**Point localization data:**

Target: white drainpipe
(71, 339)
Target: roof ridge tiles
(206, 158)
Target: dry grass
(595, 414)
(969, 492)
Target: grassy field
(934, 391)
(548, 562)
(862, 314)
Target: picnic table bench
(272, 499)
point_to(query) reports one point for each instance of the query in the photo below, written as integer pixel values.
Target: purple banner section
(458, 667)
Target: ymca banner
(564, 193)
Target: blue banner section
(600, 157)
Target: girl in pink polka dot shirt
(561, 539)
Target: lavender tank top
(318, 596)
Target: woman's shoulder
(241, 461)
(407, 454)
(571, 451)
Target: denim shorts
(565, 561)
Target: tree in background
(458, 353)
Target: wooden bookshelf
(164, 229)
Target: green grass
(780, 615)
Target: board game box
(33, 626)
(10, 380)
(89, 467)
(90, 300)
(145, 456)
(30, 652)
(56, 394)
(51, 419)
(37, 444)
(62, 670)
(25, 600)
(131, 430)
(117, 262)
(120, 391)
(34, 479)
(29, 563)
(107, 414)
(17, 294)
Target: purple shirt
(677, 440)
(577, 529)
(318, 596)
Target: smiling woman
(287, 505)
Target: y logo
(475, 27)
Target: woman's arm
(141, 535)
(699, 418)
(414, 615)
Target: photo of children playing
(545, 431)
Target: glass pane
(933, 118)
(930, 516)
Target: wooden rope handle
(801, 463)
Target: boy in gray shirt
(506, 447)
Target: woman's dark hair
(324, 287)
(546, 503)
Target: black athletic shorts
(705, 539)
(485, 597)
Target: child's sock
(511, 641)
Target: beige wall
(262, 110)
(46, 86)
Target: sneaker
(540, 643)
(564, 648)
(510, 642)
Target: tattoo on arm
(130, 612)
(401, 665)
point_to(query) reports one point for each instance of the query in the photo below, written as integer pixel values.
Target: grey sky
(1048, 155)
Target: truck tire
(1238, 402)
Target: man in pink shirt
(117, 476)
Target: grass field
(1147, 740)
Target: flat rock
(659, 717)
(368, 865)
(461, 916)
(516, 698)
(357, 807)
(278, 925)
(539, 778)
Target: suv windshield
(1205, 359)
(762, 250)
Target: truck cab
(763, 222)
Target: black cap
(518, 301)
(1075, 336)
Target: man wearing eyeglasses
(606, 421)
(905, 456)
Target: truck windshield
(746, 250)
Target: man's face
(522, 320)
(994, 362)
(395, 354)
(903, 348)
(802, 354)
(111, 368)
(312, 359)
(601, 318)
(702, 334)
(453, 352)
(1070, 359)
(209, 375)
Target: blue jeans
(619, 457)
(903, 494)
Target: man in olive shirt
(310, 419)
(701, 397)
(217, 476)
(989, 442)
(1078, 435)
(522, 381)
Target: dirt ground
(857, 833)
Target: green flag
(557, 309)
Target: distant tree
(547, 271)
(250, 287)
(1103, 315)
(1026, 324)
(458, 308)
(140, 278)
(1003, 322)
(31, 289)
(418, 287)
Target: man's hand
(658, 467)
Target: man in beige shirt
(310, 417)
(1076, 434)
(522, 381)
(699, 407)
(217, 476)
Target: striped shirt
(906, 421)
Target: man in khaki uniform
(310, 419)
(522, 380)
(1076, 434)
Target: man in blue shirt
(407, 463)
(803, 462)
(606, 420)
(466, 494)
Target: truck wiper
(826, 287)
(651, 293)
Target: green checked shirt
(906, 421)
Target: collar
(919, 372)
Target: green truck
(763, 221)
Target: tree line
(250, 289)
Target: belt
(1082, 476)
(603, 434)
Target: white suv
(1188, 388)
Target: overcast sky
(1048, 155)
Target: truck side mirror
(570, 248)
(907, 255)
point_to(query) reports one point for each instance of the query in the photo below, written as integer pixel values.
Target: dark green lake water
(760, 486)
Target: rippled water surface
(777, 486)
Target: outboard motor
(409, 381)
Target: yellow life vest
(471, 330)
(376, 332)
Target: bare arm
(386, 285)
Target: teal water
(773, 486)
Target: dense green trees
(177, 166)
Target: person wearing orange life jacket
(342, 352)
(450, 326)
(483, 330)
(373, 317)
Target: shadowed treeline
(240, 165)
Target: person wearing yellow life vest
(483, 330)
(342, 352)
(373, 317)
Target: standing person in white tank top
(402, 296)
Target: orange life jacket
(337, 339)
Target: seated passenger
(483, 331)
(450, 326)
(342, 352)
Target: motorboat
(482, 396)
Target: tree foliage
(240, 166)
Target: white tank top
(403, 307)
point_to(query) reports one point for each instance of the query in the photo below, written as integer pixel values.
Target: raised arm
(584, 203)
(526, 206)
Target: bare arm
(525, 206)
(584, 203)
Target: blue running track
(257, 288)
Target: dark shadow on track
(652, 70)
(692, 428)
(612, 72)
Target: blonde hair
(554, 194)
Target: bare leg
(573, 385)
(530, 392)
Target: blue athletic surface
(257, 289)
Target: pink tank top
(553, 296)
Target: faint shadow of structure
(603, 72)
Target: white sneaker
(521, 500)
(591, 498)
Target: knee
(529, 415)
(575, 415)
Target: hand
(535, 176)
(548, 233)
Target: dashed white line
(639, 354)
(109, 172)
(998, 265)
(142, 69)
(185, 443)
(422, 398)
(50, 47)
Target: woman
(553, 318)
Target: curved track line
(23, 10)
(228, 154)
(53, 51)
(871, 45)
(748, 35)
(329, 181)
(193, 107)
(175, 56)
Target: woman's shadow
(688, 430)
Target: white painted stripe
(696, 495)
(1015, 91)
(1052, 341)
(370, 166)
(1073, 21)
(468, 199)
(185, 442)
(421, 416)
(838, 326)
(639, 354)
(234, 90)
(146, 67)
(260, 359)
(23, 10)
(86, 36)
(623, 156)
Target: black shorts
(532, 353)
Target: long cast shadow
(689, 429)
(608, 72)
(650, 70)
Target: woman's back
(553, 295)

**Exercise directions:** Write all the entries out again exactly as they are.

**Task output:**
Target: white drainpipe
(71, 339)
Target: roof ridge tiles
(206, 158)
Target: dry grass
(595, 414)
(969, 492)
Target: grassy field
(934, 391)
(548, 562)
(862, 314)
Target: picnic table bench
(272, 499)
point_to(query) reports one point for each instance of the query in the photo below, written as integer pixel values.
Target: purple banner section
(458, 667)
Target: ymca banner
(564, 193)
Target: blue banner section
(600, 157)
Target: girl in pink polka dot shirt
(561, 539)
Target: lavender tank top
(318, 596)
Target: woman's shoulder
(241, 461)
(407, 454)
(571, 451)
Target: denim shorts
(565, 561)
Target: tree in background
(458, 353)
Target: wooden bookshelf
(164, 229)
Target: green grass
(780, 615)
Target: board game box
(33, 626)
(10, 380)
(89, 467)
(90, 300)
(145, 456)
(30, 652)
(56, 394)
(51, 419)
(37, 444)
(62, 670)
(25, 600)
(131, 430)
(117, 262)
(120, 391)
(34, 479)
(29, 563)
(107, 414)
(17, 294)
Target: purple shirt
(677, 440)
(577, 529)
(318, 596)
Target: smiling woman
(287, 505)
Target: y logo
(475, 27)
Target: woman's arm
(141, 535)
(699, 418)
(414, 615)
Target: photo of children playing
(545, 431)
Target: glass pane
(933, 118)
(930, 516)
Target: wooden rope handle
(801, 463)
Target: boy in gray shirt
(506, 447)
Target: woman's dark hair
(324, 287)
(546, 503)
Target: black athletic shorts
(705, 539)
(485, 597)
Target: child's sock
(511, 641)
Target: beige wall
(262, 110)
(46, 86)
Target: sneaker
(540, 643)
(564, 648)
(510, 642)
Target: tattoo on arm
(130, 612)
(401, 665)
point_to(query) reports one point for each instance of the query in the photo below, written as integer pixel values.
Target: grey sky
(1048, 155)
Target: truck tire
(1238, 402)
Target: man in pink shirt
(117, 476)
Target: grass field
(1147, 740)
Target: flat rock
(659, 717)
(368, 865)
(461, 916)
(516, 698)
(357, 807)
(278, 925)
(539, 778)
Target: suv windshield
(1205, 359)
(762, 250)
Target: truck cab
(763, 222)
Target: black cap
(518, 301)
(1075, 336)
Target: man wearing eyeglasses
(606, 421)
(905, 456)
Target: truck windshield
(746, 250)
Target: man's face
(522, 320)
(994, 362)
(395, 354)
(903, 348)
(802, 354)
(111, 368)
(312, 359)
(601, 318)
(702, 334)
(453, 352)
(1070, 359)
(209, 375)
Target: blue jeans
(619, 457)
(903, 494)
Target: man in olive shirt
(310, 419)
(701, 397)
(217, 476)
(989, 442)
(1078, 435)
(522, 381)
Target: dirt ground
(857, 833)
Target: green flag
(557, 309)
Target: distant tree
(547, 271)
(250, 287)
(1103, 315)
(1026, 324)
(458, 308)
(140, 278)
(1003, 322)
(31, 289)
(418, 287)
Target: man's hand
(658, 467)
Target: man in beige shirt
(310, 417)
(1076, 434)
(522, 381)
(699, 407)
(217, 476)
Target: striped shirt
(906, 421)
Target: man in khaki uniform
(310, 419)
(522, 380)
(1076, 434)
Target: man in blue shirt
(407, 463)
(803, 462)
(606, 420)
(466, 494)
Target: truck wiper
(826, 287)
(651, 293)
Target: green checked shirt
(906, 421)
Target: collar
(919, 372)
Target: green truck
(763, 221)
Target: tree line
(250, 289)
Target: belt
(1082, 476)
(603, 434)
Target: white suv
(1188, 388)
Target: overcast sky
(1048, 155)
Target: truck side mirror
(570, 248)
(907, 255)
point_to(query) reports one point for each instance of the query in the photo below, written as integer pixel values.
Target: dark green lake water
(760, 486)
Target: rippled water surface
(777, 486)
Target: outboard motor
(409, 381)
Target: yellow life vest
(471, 330)
(376, 332)
Target: bare arm
(386, 285)
Target: teal water
(773, 486)
Target: dense green trees
(177, 166)
Target: person wearing orange life jacket
(342, 352)
(450, 326)
(483, 330)
(373, 317)
Target: shadowed treeline
(240, 165)
Target: person wearing yellow life vest
(483, 330)
(342, 352)
(373, 317)
Target: standing person in white tank top
(402, 296)
Target: orange life jacket
(337, 339)
Target: seated passenger
(483, 331)
(450, 326)
(342, 352)
Target: motorboat
(482, 396)
Target: tree foliage
(240, 166)
Target: white tank top
(403, 307)
point_to(query) reports one point for each instance of the query in the photo below, written as integer pixel values.
Target: raised arm
(584, 203)
(526, 206)
Target: bare arm
(525, 206)
(584, 203)
Target: blue running track
(257, 288)
Target: dark shadow on track
(652, 70)
(692, 428)
(612, 72)
Target: blonde hair
(554, 194)
Target: bare leg
(573, 385)
(530, 392)
Target: blue athletic surface
(257, 289)
Target: pink tank top
(553, 296)
Target: faint shadow of structure
(603, 72)
Target: white sneaker
(521, 500)
(591, 498)
Target: knee
(529, 415)
(575, 415)
Target: hand
(535, 176)
(548, 233)
Target: dashed white line
(639, 354)
(109, 172)
(998, 265)
(142, 69)
(185, 443)
(422, 398)
(50, 47)
Target: woman
(553, 318)
Target: curved track line
(23, 10)
(228, 154)
(53, 51)
(871, 45)
(748, 35)
(329, 181)
(193, 107)
(175, 56)
Target: woman's shadow
(688, 430)
Target: white painted stripe
(696, 495)
(1015, 91)
(1052, 341)
(370, 166)
(1073, 21)
(468, 199)
(185, 442)
(421, 416)
(838, 326)
(639, 354)
(234, 90)
(146, 67)
(260, 359)
(23, 10)
(86, 36)
(623, 156)
Target: black shorts
(532, 353)
Target: long cast shadow
(689, 429)
(608, 72)
(650, 70)
Target: woman's back
(553, 295)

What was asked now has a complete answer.